# Start of Selected passage
Ok, so it can’t read the pubkey for some reason. I’m unclear how you obtained this (pubkey?) exactly. Can you also post the output of the other wallet?

seems you found a real bug there. :beetle: good work! I will try and recreate when I have a chance.

9 Likes

Thank you, that is what I thought would happen, it gets lost. And of course over time there will be some lost, due to lost accounts, lost passwords to accounts, and people sending DBCs to unused IDs. I know this will not be an issue with how ever many decimal places used in specifying value.

So my understanding is that the DBC is a piece of data on the network. Is that correct?

Will DBCs have a unique tag (or are 64 bit tags no longer used)?. These have not been mentioned for a long time that I’ve seen noticed. It was 64 bit tag and 256 bit address. Tags were to categorise the data with reserved tags and non-reserved tags. For example the old safe coin would have a reserved tag number only used for the 4 billion safe coin data items.

Is this so that only 10% issued to MAID exchange and 5% reserved for investors leaving 85% pool as per original papers.

OR are we talking of something different here?

I gather it is not possible to find *your* DBCs this way since the public key of receiver is not visible/known when looking at the DBC

5 Likes

It could be looked at that way yes. However an unspent DBC could just be sitting on a piece of paper in your filing cabinet without ever having travelled across the network.

There is no provision for tags currently. Certainly not in the public spentbook as anything that distinguishes one dbc from another harms fungibility. Wallets could possibly attach metadata when transferring DBCs between parties. That would be at the payments layer, one level above the core DBC system.

It could be used for that purpose. But the primary purpose I am talking about is releasing “new” coins into circulation over an algorithmically determined schedule. Anyway, the lockbox idea has been discussed but is not decided, so it’s just a possibility for now.
# End of Selected passage
Stated goal 1: Copy the part of the DBC discussion that starts at "Thank you, that" and ends at "coin data items.".
The DBC discussion has no connection to the rows that come after it.
# Start of Data lines
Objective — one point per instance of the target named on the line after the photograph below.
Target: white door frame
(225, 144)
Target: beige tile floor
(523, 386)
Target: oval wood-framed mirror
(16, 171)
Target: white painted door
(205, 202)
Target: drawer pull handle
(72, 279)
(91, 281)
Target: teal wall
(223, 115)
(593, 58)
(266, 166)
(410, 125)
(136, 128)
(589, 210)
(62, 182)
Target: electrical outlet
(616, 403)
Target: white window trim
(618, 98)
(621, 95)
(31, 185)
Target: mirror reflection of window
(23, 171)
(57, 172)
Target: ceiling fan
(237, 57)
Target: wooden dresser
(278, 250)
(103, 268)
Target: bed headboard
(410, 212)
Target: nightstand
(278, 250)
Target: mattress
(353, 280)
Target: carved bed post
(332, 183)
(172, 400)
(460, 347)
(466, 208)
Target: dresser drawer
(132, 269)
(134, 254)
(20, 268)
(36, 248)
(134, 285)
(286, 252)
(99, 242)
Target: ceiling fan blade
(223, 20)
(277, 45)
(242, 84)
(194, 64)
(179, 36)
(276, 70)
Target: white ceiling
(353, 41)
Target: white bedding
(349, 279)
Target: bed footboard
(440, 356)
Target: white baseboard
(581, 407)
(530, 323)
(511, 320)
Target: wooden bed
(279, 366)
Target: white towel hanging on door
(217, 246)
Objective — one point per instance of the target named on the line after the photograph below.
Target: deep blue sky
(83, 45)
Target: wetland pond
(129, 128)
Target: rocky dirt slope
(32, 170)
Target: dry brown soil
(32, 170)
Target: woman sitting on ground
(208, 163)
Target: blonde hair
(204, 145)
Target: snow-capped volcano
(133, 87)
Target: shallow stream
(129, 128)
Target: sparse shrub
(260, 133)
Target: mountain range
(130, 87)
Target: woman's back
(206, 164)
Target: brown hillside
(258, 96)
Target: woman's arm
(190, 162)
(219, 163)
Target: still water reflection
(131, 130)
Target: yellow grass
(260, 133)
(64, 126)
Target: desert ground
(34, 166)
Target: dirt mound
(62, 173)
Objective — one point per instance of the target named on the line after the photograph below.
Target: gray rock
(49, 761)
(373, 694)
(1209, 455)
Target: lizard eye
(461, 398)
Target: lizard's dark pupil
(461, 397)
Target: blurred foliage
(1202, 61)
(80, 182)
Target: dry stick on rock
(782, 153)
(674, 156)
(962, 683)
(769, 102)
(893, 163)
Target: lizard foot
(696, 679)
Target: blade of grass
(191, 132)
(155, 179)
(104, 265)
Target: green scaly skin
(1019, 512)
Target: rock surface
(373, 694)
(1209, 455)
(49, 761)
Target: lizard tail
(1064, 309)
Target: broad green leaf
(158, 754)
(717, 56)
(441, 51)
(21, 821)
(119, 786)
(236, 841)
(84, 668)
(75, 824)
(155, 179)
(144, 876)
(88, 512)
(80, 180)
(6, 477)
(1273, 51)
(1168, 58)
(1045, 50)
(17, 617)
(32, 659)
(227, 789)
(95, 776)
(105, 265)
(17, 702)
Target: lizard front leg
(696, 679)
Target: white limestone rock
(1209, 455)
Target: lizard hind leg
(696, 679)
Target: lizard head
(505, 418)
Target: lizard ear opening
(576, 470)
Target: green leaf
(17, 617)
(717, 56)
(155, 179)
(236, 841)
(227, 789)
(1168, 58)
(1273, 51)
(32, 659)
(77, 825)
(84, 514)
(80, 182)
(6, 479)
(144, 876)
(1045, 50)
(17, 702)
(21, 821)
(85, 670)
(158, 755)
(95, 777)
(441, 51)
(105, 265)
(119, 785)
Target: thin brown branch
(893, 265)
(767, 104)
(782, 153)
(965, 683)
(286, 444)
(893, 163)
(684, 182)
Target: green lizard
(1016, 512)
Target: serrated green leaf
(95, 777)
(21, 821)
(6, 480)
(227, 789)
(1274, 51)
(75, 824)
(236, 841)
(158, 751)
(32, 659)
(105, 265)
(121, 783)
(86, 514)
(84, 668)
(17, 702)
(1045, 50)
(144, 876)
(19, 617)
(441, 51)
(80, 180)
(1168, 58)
# End of Data lines
Stated goal 2: Rewrite only the rows that start at the line containing "Target: green lizard" and end at the last row, replacing "Target" with "Object" throughout and leaving everything else unchanged.

Correct answer 1:
Thank you, that is what I thought would happen, it gets lost. And of course over time there will be some lost, due to lost accounts, lost passwords to accounts, and people sending DBCs to unused IDs. I know this will not be an issue with how ever many decimal places used in specifying value.

So my understanding is that the DBC is a piece of data on the network. Is that correct?

Will DBCs have a unique tag (or are 64 bit tags no longer used)?. These have not been mentioned for a long time that I’ve seen noticed. It was 64 bit tag and 256 bit address. Tags were to categorise the data with reserved tags and non-reserved tags. For example the old safe coin would have a reserved tag number only used for the 4 billion safe coin data items.

Correct answer 2:
Object: green lizard
(1016, 512)
Object: serrated green leaf
(95, 777)
(21, 821)
(6, 480)
(227, 789)
(1274, 51)
(75, 824)
(236, 841)
(158, 751)
(32, 659)
(105, 265)
(121, 783)
(86, 514)
(84, 668)
(17, 702)
(1045, 50)
(144, 876)
(19, 617)
(441, 51)
(80, 180)
(1168, 58)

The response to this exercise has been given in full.